[Dataset records]
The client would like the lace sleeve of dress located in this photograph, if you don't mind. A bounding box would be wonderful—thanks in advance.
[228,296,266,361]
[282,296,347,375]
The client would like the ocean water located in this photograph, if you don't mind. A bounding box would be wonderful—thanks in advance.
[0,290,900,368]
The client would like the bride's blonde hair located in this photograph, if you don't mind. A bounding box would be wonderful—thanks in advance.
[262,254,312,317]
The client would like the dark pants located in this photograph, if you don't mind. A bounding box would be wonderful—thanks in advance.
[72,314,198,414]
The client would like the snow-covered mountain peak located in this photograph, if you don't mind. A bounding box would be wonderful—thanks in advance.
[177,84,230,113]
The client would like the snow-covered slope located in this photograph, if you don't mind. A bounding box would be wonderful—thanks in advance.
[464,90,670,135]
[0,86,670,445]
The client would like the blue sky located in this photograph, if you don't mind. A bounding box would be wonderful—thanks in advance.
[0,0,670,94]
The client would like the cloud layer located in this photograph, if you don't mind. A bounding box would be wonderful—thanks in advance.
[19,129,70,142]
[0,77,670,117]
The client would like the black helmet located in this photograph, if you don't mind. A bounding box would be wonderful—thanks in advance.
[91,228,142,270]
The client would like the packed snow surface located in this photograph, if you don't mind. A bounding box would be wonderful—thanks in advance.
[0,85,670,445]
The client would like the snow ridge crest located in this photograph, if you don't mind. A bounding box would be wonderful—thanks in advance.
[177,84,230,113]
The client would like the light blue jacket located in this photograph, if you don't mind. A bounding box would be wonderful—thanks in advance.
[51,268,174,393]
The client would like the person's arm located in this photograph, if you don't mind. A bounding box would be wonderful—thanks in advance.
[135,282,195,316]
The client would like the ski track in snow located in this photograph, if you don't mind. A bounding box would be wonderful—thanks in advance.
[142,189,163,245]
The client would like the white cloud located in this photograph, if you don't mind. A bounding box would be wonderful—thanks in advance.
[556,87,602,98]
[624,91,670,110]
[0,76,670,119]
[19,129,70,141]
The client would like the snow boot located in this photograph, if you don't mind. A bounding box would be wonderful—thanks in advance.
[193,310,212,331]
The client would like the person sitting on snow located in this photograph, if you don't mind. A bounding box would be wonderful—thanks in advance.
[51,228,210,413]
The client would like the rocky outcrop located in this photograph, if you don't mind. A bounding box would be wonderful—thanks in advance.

## WHAT IS BEING ASKED
Reproduce every one of the records above character for character, without altering, omitting, or reordering anything.

## RESULT
The client would like the lace sleeve of dress located in this photograph, if you don't mind. A bounding box would be wonderful—thanks in advance.
[228,296,266,361]
[282,296,347,375]
The client would like the ocean water located in this photograph, if you don't mind. A bounding box would be wonderful—thanks in advance.
[0,290,900,368]
The client would like the bride's blonde hair located in this photograph, if you don't mind. A bounding box would be wonderful—thanks in advance.
[262,254,312,317]
The client would like the dark pants located in this photograph, if you don't mind. A bounding box would be wonderful—thanks in advance.
[72,314,198,414]
The client would like the snow-covered mountain peak located in this photograph, if you don't mind. A bounding box would be wonderful—thanks in advance.
[177,84,230,113]
The client would like the snow-covered slope located in this photograph, if you don't mind. A bounding box would be wonderful—thanks in advance.
[464,90,670,135]
[0,86,670,445]
The client would like the blue sky located in this photograph, if you don't mind. A bounding box would be wonderful—thanks in advance.
[0,0,670,94]
The client would like the cloud layer located in this photograph, if you don't mind. A bounding box would be wonderful—thanks in advance.
[19,129,70,142]
[0,77,670,117]
The client would like the black helmet located in this photograph, if you don't mind. A bounding box would be wonderful—thanks in advance.
[91,228,142,270]
The client would like the packed snow surface located in this photograph, if you don't mind. A bounding box would be wonderful—thanks in advance.
[0,85,670,445]
The client would like the snow ridge crest located in this photograph, if you don't mind. A bounding box would be wonderful—thanks in advance.
[177,84,230,113]
The client would like the light blue jacket located in this photograph, if you don't mind. A bounding box would be wonderful—thanks in advance.
[51,268,174,393]
The client would like the person's arm located in this photograph, if you don't mind. A bounding box would be wonderful—thanks in advance.
[135,282,195,316]
The client would like the ski track in snow located in this photograph, if you don't mind. A bounding box would be wonderful—thanks in advance.
[142,189,163,245]
The client would like the white cloud located in this photograph, if you don't mind. A bounding box would be wonderful—thanks in advance.
[556,87,602,98]
[624,91,670,110]
[0,76,670,119]
[19,129,70,141]
The client would like the snow boot located in this photograph, if you don't mind. A bounding box would be wonderful—thanks in advance.
[193,310,212,331]
The client would like the person sitting on snow located in this photograph, if you don't mind. A bounding box would be wonderful—thanks in advance.
[51,228,210,413]
The client would like the rocky outcrop located in this photograph, if you don't mind. A bounding box would be wonderful—thanks in advance.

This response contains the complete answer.